* Action item
Please return every line of the records below that contains the word "dining".

* Data
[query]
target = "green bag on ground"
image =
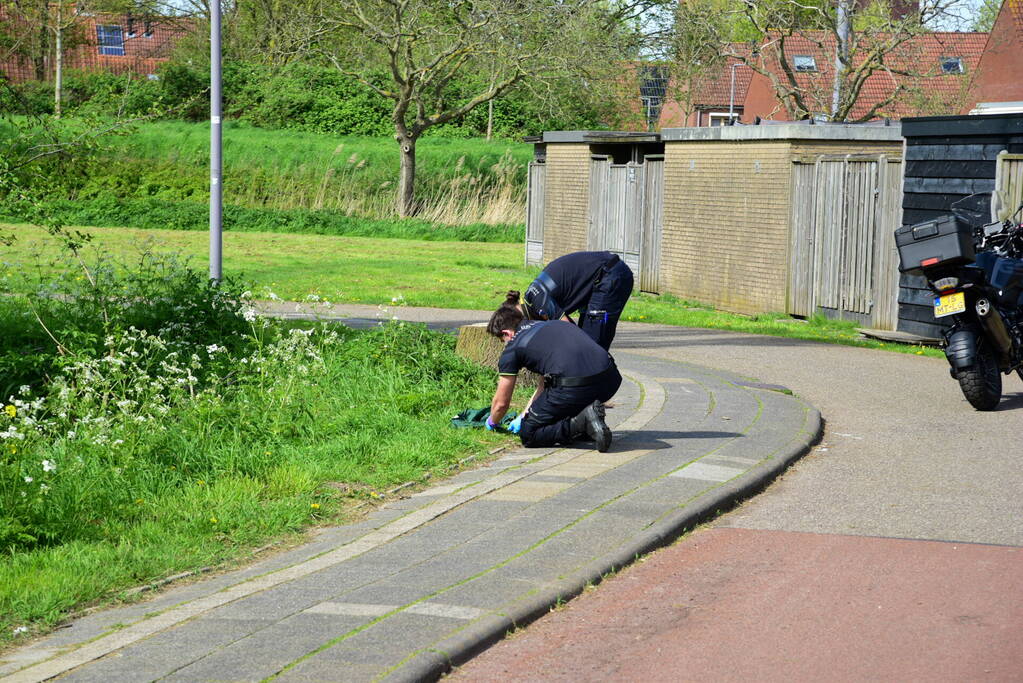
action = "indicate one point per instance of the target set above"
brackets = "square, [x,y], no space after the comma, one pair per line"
[477,417]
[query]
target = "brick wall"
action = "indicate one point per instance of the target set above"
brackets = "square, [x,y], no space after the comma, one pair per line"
[566,207]
[726,219]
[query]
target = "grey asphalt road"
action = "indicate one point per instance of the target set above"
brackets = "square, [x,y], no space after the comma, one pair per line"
[891,552]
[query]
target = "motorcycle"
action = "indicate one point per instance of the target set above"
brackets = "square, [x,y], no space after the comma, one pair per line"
[974,267]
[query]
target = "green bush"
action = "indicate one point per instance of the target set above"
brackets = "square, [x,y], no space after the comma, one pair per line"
[174,427]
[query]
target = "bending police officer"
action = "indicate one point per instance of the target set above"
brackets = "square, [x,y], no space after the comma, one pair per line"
[596,284]
[577,377]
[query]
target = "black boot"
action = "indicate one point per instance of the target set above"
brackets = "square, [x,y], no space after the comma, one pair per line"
[590,423]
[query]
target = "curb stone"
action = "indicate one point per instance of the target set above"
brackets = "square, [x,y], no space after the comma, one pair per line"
[456,650]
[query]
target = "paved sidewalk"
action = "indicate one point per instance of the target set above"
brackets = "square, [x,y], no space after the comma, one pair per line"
[426,582]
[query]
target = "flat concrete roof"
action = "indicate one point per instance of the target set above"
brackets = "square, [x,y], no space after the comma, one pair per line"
[850,132]
[626,137]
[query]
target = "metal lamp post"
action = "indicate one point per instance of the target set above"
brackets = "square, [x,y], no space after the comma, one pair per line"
[216,142]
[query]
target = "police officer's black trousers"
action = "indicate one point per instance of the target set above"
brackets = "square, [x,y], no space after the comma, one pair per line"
[599,318]
[549,418]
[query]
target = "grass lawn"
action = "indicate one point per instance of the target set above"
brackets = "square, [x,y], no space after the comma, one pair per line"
[364,270]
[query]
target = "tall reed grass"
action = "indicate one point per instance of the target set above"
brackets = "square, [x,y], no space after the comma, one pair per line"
[458,182]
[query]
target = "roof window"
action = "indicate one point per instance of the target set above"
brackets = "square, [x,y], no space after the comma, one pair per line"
[951,65]
[110,39]
[804,62]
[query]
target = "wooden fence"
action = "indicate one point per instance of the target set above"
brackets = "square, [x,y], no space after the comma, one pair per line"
[843,259]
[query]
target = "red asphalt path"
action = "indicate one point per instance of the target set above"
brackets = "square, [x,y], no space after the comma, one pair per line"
[739,604]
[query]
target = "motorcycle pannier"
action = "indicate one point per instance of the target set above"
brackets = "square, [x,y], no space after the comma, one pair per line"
[942,241]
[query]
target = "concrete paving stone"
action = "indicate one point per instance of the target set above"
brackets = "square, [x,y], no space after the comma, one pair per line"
[531,526]
[164,652]
[490,591]
[677,492]
[371,652]
[452,566]
[641,507]
[346,576]
[385,514]
[387,592]
[96,624]
[557,479]
[545,563]
[406,550]
[274,603]
[265,652]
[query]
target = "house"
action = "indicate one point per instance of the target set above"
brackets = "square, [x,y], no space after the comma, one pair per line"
[117,43]
[929,75]
[999,74]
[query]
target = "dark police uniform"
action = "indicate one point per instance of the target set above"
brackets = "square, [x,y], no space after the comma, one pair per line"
[576,372]
[595,283]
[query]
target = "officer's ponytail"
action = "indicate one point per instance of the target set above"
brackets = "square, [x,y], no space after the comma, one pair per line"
[507,315]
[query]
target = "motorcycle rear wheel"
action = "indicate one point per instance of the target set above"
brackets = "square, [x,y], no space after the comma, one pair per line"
[981,382]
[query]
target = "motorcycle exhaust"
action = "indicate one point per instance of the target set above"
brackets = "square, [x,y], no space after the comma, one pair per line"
[992,323]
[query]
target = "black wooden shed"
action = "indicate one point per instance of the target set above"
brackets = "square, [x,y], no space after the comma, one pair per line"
[947,158]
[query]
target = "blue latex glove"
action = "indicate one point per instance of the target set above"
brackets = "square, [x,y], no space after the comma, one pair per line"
[516,425]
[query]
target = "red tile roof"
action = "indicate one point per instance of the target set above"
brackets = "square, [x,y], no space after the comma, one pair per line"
[915,65]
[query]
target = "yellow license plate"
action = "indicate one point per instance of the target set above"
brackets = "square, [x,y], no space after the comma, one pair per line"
[949,305]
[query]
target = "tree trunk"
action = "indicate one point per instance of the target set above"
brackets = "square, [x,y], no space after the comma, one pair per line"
[490,119]
[406,179]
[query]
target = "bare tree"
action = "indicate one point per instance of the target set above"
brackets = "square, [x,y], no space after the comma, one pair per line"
[859,41]
[413,52]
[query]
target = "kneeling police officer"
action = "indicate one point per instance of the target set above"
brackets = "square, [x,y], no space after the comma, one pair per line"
[596,284]
[578,376]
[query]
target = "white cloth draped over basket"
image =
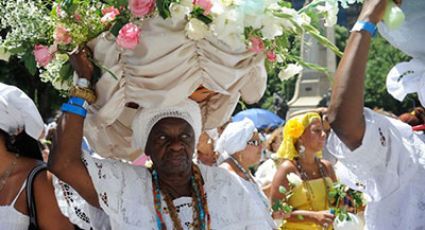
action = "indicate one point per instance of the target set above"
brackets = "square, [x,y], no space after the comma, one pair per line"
[165,68]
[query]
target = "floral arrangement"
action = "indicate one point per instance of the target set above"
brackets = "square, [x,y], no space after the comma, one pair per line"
[346,200]
[44,33]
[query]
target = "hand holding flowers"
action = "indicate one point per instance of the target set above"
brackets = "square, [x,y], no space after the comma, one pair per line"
[58,30]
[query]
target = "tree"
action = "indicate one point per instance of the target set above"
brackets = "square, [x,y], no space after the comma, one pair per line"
[47,99]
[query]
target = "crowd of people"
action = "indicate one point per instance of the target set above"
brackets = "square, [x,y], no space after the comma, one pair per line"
[217,178]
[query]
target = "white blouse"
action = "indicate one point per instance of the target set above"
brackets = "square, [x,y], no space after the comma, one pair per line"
[125,195]
[390,168]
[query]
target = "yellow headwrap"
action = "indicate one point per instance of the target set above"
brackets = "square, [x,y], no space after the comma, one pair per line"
[292,131]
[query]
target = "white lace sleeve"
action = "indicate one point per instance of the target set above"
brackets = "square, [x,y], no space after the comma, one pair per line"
[77,210]
[385,158]
[107,176]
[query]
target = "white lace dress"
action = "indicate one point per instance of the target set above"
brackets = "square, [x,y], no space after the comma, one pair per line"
[125,195]
[390,169]
[258,196]
[12,219]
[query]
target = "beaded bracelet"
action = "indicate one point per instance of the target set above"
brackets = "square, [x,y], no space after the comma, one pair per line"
[84,93]
[74,109]
[78,101]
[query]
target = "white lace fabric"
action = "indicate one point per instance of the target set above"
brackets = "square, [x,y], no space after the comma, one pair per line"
[164,69]
[390,164]
[125,194]
[77,210]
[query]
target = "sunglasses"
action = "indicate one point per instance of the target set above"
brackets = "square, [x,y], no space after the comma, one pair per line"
[254,142]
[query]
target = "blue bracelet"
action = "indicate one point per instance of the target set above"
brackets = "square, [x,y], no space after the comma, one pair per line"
[366,26]
[74,109]
[78,101]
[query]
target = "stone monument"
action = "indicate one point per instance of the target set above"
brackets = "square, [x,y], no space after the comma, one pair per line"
[312,86]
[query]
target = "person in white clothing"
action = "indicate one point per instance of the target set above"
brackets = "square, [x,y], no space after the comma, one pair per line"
[175,193]
[240,148]
[382,153]
[21,126]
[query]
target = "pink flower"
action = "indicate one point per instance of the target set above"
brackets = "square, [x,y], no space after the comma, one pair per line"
[271,56]
[58,10]
[62,35]
[42,55]
[257,45]
[77,17]
[140,8]
[206,5]
[128,36]
[109,14]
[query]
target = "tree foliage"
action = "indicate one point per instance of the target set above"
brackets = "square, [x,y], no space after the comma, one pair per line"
[44,95]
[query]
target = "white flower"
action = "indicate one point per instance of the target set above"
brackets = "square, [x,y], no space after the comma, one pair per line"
[251,7]
[196,29]
[330,9]
[256,21]
[272,27]
[303,19]
[228,28]
[178,12]
[290,71]
[294,179]
[187,3]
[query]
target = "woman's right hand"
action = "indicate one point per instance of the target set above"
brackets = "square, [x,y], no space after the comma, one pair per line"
[81,63]
[323,218]
[374,10]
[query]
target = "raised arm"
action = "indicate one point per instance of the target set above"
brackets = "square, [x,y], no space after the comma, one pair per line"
[346,108]
[65,160]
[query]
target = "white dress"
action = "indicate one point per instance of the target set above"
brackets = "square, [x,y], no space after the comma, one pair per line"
[125,195]
[390,166]
[12,219]
[265,172]
[262,201]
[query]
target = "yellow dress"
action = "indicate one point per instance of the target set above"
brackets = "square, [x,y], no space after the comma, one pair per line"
[315,191]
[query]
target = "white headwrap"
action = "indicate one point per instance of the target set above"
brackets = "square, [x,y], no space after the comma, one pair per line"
[146,118]
[18,113]
[234,137]
[408,77]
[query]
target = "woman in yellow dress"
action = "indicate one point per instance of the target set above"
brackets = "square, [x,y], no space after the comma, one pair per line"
[302,172]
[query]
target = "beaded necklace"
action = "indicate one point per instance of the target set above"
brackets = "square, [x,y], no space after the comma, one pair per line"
[250,178]
[306,179]
[201,216]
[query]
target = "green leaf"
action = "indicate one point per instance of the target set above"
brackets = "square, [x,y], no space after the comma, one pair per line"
[17,50]
[117,27]
[30,63]
[198,13]
[282,189]
[163,7]
[66,71]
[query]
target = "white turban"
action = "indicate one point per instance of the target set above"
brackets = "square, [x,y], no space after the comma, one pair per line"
[18,113]
[235,137]
[408,77]
[146,118]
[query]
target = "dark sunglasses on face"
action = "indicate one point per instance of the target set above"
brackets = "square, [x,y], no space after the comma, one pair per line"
[254,142]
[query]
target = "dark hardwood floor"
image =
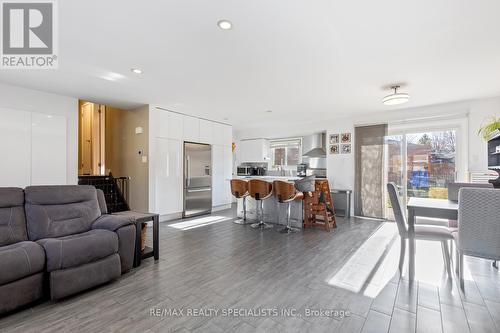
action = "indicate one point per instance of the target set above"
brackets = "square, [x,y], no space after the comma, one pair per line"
[210,263]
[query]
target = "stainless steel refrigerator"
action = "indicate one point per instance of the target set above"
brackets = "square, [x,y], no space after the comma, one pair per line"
[197,179]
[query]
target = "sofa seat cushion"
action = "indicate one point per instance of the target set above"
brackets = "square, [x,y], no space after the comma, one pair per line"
[20,260]
[79,249]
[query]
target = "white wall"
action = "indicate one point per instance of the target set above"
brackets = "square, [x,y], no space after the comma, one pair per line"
[341,167]
[22,99]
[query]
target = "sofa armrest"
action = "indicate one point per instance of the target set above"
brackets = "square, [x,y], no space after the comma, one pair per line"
[112,222]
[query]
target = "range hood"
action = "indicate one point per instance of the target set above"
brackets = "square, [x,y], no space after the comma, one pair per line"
[314,145]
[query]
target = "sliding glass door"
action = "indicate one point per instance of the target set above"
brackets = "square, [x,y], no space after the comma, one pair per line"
[421,163]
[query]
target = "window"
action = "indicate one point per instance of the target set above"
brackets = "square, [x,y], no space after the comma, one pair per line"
[285,153]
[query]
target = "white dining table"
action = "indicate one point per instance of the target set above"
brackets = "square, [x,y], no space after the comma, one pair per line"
[426,207]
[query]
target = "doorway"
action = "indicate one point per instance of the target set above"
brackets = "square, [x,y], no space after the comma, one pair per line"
[92,138]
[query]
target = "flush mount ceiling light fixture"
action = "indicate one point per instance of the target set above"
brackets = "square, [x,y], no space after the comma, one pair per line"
[396,98]
[225,24]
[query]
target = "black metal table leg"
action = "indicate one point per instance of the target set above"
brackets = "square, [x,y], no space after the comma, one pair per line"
[137,256]
[156,236]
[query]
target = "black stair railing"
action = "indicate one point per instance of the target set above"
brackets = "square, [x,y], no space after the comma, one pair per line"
[116,190]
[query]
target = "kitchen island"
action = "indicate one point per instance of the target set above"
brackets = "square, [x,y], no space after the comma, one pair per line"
[274,212]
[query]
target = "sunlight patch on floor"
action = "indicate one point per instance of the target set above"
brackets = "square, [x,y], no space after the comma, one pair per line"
[199,222]
[372,266]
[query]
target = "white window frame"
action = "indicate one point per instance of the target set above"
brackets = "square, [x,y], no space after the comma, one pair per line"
[459,125]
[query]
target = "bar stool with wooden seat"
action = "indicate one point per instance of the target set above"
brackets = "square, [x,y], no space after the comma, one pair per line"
[260,190]
[285,192]
[239,188]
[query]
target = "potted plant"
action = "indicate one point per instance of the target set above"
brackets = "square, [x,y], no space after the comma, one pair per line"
[490,128]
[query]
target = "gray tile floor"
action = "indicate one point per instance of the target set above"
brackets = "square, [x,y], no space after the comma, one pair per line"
[212,264]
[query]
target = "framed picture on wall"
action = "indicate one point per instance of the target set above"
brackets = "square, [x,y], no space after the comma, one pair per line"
[346,148]
[334,139]
[345,137]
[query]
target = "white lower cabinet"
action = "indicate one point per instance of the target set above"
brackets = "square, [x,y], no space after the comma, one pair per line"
[169,176]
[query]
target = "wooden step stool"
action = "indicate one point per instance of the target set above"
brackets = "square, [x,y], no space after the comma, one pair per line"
[315,213]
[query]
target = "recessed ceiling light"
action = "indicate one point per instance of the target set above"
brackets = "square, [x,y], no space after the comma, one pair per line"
[396,98]
[225,24]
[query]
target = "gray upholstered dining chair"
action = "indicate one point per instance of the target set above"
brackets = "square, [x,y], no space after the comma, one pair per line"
[422,232]
[478,232]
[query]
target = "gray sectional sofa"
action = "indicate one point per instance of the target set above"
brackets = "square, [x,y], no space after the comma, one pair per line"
[22,262]
[58,234]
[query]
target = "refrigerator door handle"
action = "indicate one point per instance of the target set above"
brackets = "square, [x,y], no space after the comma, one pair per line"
[188,176]
[206,189]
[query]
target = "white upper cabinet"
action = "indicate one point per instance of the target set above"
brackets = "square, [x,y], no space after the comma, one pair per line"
[228,174]
[227,135]
[15,144]
[191,129]
[206,131]
[217,175]
[168,176]
[48,149]
[169,125]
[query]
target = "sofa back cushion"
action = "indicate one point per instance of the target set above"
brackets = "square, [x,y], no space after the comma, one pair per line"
[62,210]
[12,219]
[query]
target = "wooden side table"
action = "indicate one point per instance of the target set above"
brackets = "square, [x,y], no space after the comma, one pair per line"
[138,219]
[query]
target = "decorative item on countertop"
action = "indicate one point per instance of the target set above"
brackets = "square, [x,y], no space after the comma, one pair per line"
[345,148]
[334,149]
[334,138]
[345,137]
[305,184]
[489,128]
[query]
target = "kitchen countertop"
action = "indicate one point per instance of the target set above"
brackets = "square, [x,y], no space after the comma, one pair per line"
[270,178]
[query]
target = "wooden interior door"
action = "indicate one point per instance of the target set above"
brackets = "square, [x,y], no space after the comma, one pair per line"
[87,111]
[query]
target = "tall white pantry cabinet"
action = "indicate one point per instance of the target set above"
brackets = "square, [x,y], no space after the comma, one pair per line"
[169,131]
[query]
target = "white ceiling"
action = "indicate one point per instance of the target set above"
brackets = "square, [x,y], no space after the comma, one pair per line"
[301,59]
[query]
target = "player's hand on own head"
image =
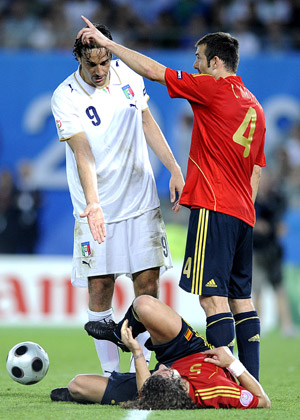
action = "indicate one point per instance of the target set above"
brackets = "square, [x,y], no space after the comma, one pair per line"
[96,221]
[92,33]
[220,356]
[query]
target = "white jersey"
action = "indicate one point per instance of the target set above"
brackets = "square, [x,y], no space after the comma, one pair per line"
[111,118]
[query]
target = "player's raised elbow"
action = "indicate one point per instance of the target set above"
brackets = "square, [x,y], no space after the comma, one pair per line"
[157,74]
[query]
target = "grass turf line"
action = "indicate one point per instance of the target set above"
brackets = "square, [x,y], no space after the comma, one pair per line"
[71,352]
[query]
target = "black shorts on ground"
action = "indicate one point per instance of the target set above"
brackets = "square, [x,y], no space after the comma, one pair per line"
[187,342]
[122,386]
[218,256]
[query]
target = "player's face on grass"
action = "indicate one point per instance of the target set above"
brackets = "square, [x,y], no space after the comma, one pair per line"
[166,372]
[95,65]
[200,63]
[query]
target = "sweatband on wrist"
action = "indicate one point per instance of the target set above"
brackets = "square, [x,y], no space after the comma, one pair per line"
[236,368]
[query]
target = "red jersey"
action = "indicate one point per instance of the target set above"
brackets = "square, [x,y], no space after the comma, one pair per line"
[227,141]
[211,386]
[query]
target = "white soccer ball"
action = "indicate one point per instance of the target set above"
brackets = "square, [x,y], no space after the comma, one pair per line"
[27,363]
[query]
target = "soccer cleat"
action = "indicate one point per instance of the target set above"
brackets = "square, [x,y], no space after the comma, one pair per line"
[105,331]
[63,394]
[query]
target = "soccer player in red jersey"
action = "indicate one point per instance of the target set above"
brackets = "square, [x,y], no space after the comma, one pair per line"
[225,161]
[190,373]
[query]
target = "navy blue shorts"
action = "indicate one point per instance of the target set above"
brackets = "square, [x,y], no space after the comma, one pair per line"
[187,342]
[122,386]
[218,256]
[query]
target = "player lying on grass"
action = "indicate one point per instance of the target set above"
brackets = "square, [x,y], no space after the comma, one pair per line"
[190,373]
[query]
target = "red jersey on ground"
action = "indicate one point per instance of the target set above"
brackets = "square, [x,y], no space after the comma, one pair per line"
[211,386]
[227,141]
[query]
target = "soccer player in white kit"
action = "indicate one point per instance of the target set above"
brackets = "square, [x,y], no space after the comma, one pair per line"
[102,115]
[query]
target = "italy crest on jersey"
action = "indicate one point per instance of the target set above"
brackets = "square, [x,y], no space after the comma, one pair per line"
[128,91]
[85,249]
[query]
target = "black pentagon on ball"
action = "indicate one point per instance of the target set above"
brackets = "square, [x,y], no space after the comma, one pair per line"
[32,383]
[37,364]
[21,350]
[17,372]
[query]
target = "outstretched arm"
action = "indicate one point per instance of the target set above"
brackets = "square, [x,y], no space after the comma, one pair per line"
[160,147]
[223,357]
[141,368]
[141,64]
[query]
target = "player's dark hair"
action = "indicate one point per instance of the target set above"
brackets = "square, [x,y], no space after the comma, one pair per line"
[161,393]
[80,48]
[222,45]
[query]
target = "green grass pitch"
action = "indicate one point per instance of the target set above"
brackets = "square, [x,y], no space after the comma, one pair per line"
[71,351]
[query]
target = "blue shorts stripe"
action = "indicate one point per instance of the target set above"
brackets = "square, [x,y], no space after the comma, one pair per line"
[200,251]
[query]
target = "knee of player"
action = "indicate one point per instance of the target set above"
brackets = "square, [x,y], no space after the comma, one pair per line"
[143,306]
[76,387]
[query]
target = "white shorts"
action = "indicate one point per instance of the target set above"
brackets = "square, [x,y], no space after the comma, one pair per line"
[130,246]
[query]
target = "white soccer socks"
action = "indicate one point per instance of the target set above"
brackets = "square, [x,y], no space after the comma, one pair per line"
[141,339]
[108,352]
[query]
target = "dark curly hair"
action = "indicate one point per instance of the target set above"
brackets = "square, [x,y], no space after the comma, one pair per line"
[79,48]
[161,393]
[222,45]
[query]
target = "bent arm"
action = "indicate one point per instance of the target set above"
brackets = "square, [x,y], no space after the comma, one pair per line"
[160,147]
[141,367]
[223,357]
[87,174]
[141,64]
[255,178]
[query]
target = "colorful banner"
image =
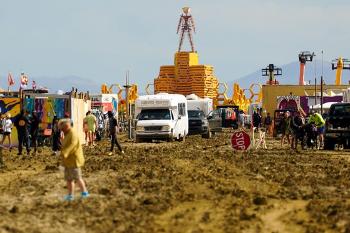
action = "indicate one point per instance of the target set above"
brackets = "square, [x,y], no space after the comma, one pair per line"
[47,108]
[13,107]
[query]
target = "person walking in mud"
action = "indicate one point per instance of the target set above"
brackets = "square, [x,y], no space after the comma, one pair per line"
[113,131]
[7,130]
[297,125]
[22,124]
[56,136]
[286,128]
[91,122]
[34,130]
[72,159]
[268,123]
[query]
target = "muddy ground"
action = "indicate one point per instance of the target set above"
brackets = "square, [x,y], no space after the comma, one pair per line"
[195,186]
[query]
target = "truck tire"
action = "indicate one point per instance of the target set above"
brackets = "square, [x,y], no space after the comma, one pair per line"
[328,145]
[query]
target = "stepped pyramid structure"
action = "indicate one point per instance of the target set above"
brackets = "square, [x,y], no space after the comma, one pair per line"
[187,76]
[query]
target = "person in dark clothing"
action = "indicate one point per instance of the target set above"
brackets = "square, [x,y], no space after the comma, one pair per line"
[297,124]
[34,130]
[113,127]
[56,136]
[256,119]
[22,124]
[268,123]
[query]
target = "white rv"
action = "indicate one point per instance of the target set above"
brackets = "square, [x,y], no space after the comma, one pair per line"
[161,116]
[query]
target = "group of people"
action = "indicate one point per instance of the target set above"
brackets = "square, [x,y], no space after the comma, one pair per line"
[65,142]
[90,126]
[72,151]
[27,126]
[295,129]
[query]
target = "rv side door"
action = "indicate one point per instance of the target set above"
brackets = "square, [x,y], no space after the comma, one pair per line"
[214,119]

* Result for this exercise
target = "white dining table"
target = "gray upholstered dining chair"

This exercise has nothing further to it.